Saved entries
********

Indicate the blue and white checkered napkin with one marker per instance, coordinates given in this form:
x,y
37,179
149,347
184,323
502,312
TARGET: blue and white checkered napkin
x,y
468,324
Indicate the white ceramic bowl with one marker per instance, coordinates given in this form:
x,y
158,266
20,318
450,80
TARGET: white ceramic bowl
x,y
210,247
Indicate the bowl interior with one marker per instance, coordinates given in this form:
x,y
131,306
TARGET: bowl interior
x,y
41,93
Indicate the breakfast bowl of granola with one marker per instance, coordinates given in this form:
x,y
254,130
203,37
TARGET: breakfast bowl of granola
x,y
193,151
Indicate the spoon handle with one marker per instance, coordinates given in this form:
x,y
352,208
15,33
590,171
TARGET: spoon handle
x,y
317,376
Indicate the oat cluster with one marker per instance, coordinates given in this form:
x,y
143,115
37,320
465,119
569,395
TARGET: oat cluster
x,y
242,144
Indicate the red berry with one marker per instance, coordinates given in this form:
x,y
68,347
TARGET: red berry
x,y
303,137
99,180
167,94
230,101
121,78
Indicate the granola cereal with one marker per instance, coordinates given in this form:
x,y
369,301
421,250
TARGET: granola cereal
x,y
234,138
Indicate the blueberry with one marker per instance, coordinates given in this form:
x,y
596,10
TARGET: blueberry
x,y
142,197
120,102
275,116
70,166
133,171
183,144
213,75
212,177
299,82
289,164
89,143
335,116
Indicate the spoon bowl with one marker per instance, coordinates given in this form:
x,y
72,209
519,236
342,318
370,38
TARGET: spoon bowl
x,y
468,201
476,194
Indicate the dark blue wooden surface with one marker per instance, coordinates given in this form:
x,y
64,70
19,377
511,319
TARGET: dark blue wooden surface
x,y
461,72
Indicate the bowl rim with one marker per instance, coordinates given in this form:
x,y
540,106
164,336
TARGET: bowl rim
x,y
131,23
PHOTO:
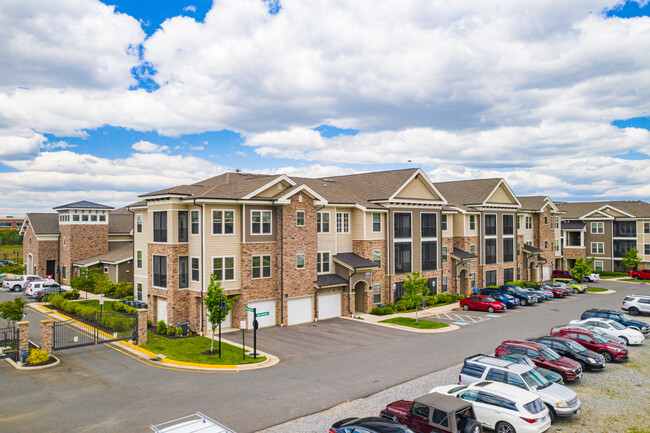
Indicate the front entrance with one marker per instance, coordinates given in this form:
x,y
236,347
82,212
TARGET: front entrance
x,y
360,296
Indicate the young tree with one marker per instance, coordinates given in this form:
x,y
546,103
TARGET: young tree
x,y
581,268
217,305
13,311
631,259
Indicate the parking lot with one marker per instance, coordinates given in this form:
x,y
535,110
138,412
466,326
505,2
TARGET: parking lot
x,y
321,365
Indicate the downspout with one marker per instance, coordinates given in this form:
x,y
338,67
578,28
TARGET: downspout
x,y
202,258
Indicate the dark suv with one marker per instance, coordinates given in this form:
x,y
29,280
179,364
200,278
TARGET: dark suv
x,y
588,359
543,357
617,316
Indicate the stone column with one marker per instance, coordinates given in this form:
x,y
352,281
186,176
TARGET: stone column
x,y
142,326
23,337
46,336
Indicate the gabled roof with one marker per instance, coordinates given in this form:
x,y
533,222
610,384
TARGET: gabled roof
x,y
83,204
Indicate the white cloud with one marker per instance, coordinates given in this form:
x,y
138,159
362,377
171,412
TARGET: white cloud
x,y
148,147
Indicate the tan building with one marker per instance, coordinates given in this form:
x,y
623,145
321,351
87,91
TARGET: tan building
x,y
80,234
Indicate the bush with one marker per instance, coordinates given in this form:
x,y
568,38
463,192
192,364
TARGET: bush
x,y
37,357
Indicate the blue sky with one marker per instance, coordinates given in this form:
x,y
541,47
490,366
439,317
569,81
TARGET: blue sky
x,y
161,93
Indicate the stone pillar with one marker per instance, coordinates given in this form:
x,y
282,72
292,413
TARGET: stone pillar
x,y
23,337
46,336
142,326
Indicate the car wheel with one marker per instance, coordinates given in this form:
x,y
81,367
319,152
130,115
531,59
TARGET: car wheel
x,y
608,356
504,427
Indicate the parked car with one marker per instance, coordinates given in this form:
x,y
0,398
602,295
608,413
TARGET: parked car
x,y
617,316
549,375
588,359
576,286
482,303
369,425
543,357
20,283
641,274
560,400
509,300
636,304
612,328
524,297
592,341
434,413
503,408
556,292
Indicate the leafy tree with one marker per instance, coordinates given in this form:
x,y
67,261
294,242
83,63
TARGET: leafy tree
x,y
581,268
13,311
214,297
631,259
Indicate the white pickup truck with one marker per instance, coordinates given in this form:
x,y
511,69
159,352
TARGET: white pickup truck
x,y
19,284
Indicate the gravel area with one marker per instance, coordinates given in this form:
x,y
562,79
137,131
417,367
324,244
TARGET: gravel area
x,y
615,400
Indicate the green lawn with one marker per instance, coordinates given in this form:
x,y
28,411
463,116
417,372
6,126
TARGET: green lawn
x,y
421,324
596,289
189,350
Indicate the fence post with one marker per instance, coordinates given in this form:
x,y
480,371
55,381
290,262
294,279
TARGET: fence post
x,y
23,335
142,326
46,335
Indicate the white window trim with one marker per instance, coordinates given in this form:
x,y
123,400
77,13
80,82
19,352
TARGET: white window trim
x,y
304,264
199,259
329,255
261,212
234,266
329,221
343,231
223,223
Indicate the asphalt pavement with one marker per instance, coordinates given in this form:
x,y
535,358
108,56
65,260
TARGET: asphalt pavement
x,y
97,389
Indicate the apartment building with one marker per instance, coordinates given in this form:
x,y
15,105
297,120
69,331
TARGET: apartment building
x,y
83,234
605,231
307,249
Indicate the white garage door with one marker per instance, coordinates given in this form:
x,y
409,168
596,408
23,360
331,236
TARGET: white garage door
x,y
162,310
299,310
329,306
262,307
546,273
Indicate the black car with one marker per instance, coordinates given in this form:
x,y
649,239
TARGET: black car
x,y
588,359
370,424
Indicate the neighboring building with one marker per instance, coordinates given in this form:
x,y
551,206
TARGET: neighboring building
x,y
10,222
605,231
81,234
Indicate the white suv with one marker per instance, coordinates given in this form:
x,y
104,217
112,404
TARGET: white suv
x,y
503,408
637,304
560,400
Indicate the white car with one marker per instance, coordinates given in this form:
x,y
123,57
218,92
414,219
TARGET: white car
x,y
503,408
613,328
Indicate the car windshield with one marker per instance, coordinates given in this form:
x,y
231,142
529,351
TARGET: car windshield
x,y
535,380
549,354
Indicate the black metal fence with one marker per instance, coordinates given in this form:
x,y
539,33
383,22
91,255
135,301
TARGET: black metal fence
x,y
95,328
9,343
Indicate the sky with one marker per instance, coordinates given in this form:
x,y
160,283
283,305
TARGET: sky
x,y
104,101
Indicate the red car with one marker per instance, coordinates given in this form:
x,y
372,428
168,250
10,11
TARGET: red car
x,y
611,351
483,303
543,357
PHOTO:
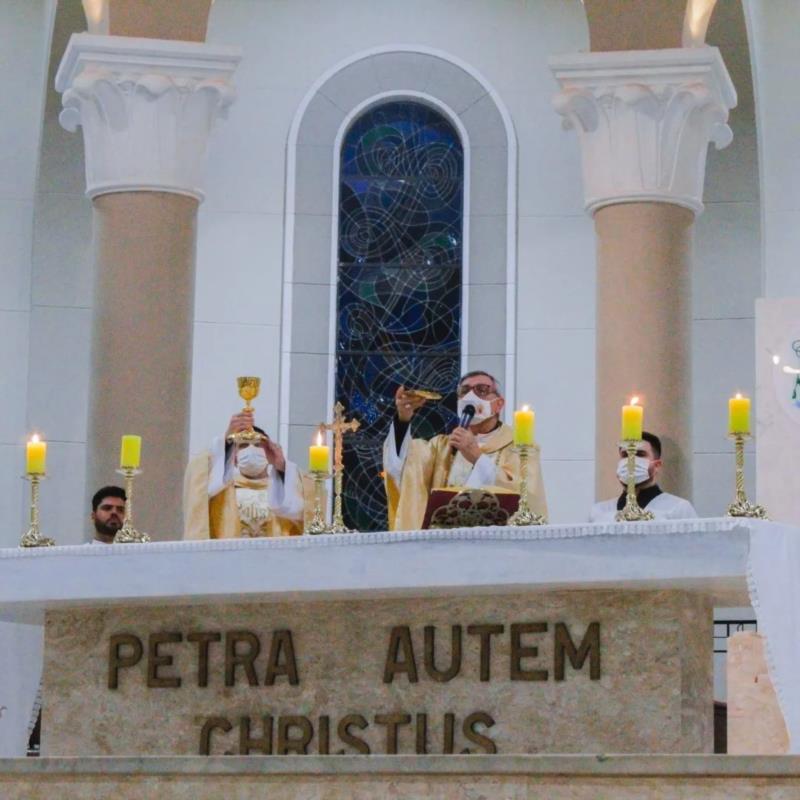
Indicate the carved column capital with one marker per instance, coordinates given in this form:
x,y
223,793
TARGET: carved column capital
x,y
645,119
147,108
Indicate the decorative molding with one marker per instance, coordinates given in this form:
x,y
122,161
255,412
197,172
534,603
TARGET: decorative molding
x,y
147,108
645,119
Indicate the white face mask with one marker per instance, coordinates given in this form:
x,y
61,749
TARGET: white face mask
x,y
641,473
251,461
483,408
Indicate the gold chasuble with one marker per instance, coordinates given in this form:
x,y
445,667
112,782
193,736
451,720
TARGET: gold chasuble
x,y
240,508
430,464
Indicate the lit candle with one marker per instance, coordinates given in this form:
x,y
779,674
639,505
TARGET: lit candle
x,y
35,456
130,452
524,426
318,455
632,420
739,414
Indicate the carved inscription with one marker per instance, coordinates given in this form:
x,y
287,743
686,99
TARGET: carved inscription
x,y
437,655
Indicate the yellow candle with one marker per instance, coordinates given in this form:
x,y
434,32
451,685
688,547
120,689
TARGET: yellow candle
x,y
130,452
524,426
318,456
36,456
739,414
632,420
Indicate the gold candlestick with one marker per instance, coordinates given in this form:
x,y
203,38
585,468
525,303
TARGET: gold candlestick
x,y
632,512
248,387
318,523
127,534
339,426
33,537
524,514
741,506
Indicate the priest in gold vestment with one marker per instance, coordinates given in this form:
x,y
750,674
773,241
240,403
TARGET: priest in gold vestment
x,y
245,490
478,456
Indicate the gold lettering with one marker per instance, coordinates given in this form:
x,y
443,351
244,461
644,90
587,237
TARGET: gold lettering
x,y
518,652
203,640
117,661
248,743
392,723
288,744
589,647
400,637
156,660
442,676
343,732
234,658
281,643
485,632
468,729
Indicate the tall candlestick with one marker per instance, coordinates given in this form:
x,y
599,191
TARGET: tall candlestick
x,y
739,414
632,421
130,452
35,456
524,426
318,456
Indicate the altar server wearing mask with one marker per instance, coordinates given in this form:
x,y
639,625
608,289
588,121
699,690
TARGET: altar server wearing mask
x,y
479,453
648,493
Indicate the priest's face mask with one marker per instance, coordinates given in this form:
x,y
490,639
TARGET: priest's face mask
x,y
479,391
647,465
251,459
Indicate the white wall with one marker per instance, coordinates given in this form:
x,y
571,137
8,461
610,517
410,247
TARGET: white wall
x,y
509,44
24,40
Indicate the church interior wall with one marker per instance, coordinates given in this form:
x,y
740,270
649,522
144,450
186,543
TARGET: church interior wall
x,y
24,36
240,255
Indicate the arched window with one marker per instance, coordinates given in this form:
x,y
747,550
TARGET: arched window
x,y
399,285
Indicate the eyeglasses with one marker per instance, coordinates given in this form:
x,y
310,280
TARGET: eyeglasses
x,y
483,390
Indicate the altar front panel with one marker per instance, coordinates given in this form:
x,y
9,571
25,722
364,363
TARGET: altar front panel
x,y
560,671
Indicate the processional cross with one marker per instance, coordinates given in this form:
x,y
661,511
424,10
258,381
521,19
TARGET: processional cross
x,y
339,427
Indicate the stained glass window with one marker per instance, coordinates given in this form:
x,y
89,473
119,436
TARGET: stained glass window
x,y
399,284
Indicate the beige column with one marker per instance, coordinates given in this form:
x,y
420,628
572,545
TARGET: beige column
x,y
644,120
146,106
142,345
643,332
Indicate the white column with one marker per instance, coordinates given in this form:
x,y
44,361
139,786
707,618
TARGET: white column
x,y
147,108
644,119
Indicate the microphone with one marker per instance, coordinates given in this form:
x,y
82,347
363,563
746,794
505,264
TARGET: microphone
x,y
466,417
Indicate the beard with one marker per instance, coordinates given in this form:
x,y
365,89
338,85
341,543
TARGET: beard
x,y
107,528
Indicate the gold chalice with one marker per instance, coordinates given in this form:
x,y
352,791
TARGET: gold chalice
x,y
248,390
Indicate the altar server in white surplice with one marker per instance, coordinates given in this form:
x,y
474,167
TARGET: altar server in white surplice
x,y
245,490
648,493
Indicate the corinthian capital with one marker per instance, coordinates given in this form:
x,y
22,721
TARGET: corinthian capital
x,y
645,119
147,108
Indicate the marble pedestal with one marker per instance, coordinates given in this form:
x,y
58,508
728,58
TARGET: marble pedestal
x,y
523,672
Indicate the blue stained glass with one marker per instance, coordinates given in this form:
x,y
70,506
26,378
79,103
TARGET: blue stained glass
x,y
399,284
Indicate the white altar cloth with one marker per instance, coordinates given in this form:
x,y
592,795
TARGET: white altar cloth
x,y
722,557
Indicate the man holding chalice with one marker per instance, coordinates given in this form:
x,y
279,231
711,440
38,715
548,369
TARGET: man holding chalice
x,y
242,486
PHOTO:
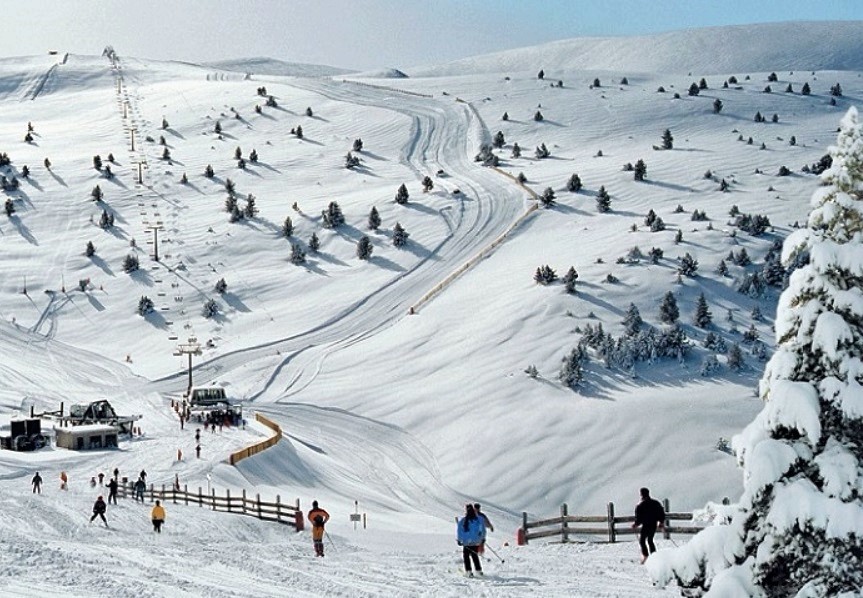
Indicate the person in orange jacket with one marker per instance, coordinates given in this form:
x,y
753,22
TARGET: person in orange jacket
x,y
158,517
318,518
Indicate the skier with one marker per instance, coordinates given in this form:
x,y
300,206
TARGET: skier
x,y
318,518
99,508
480,550
649,514
158,517
140,488
112,490
470,532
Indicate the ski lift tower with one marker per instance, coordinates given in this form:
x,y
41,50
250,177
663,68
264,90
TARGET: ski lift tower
x,y
190,348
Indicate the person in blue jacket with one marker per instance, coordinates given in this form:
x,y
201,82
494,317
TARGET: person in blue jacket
x,y
470,533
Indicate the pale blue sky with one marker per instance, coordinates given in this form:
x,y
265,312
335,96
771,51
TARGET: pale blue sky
x,y
365,34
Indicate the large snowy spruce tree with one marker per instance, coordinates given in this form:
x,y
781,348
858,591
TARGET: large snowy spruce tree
x,y
798,528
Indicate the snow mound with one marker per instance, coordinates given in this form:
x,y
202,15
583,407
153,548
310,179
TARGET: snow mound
x,y
390,73
270,66
766,47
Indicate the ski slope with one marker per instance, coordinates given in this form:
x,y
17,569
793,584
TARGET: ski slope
x,y
409,415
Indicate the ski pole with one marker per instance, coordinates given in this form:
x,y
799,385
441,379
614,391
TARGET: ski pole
x,y
494,552
331,541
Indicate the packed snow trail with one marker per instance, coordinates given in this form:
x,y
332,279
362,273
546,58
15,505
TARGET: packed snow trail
x,y
444,134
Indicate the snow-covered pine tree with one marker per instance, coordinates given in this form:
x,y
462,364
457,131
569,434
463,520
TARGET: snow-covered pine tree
x,y
632,321
668,310
798,527
374,219
400,236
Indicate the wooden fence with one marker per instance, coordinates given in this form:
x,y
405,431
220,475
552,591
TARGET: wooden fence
x,y
609,526
240,504
260,446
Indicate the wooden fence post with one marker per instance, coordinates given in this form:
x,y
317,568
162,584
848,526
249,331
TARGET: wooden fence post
x,y
665,533
564,531
612,534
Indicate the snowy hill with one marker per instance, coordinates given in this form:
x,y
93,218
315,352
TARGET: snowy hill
x,y
737,50
399,381
269,66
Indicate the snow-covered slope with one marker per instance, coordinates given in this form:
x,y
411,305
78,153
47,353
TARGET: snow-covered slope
x,y
740,49
411,415
270,66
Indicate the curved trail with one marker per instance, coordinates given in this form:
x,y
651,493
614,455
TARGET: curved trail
x,y
443,136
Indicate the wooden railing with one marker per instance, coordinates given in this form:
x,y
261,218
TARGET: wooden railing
x,y
609,526
260,446
240,504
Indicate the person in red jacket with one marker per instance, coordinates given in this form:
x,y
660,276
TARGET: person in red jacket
x,y
318,518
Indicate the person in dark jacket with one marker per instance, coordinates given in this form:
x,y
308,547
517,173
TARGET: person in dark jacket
x,y
318,518
649,514
488,526
99,508
470,533
112,490
140,488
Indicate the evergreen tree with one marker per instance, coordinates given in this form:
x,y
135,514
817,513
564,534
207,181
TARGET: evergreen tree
x,y
667,139
145,306
668,310
572,368
251,210
130,263
603,200
796,530
364,248
400,236
632,321
332,217
640,170
402,195
374,219
703,318
298,256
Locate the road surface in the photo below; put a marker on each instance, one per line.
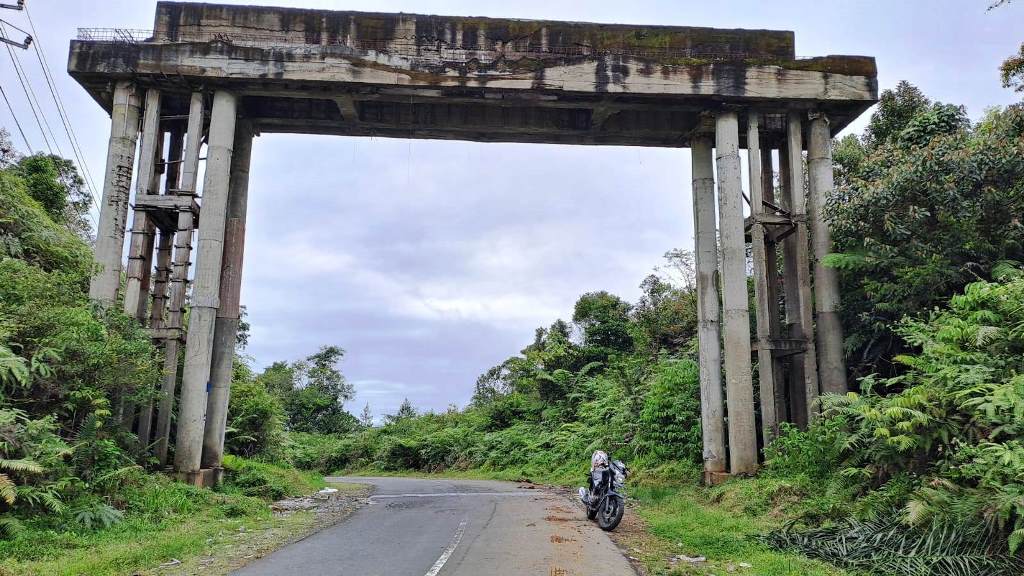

********

PROBLEM:
Your reply is to repeat, unchanged, the lines above running from the one with "TARGET: oat cluster" up to and including the one with "Indicate the spoon bowl".

REPLY:
TARGET: oat cluster
x,y
242,144
Indicate the red berry with one marker per instance, coordinates given in this form:
x,y
68,347
TARGET: red berry
x,y
303,137
99,180
167,94
230,101
121,78
Indicate the granola cereal with one marker per instance, coordinates given in this form:
x,y
369,301
421,250
TARGET: granola cereal
x,y
234,138
Indicate the blueberry with one marker per instance, coordinates given in this form:
x,y
596,10
TARGET: blueberry
x,y
142,197
120,102
275,116
70,166
133,171
183,144
213,75
212,177
299,82
289,164
89,143
335,116
Indicate the spoon bowl with one marker per instance, coordinates given in this form:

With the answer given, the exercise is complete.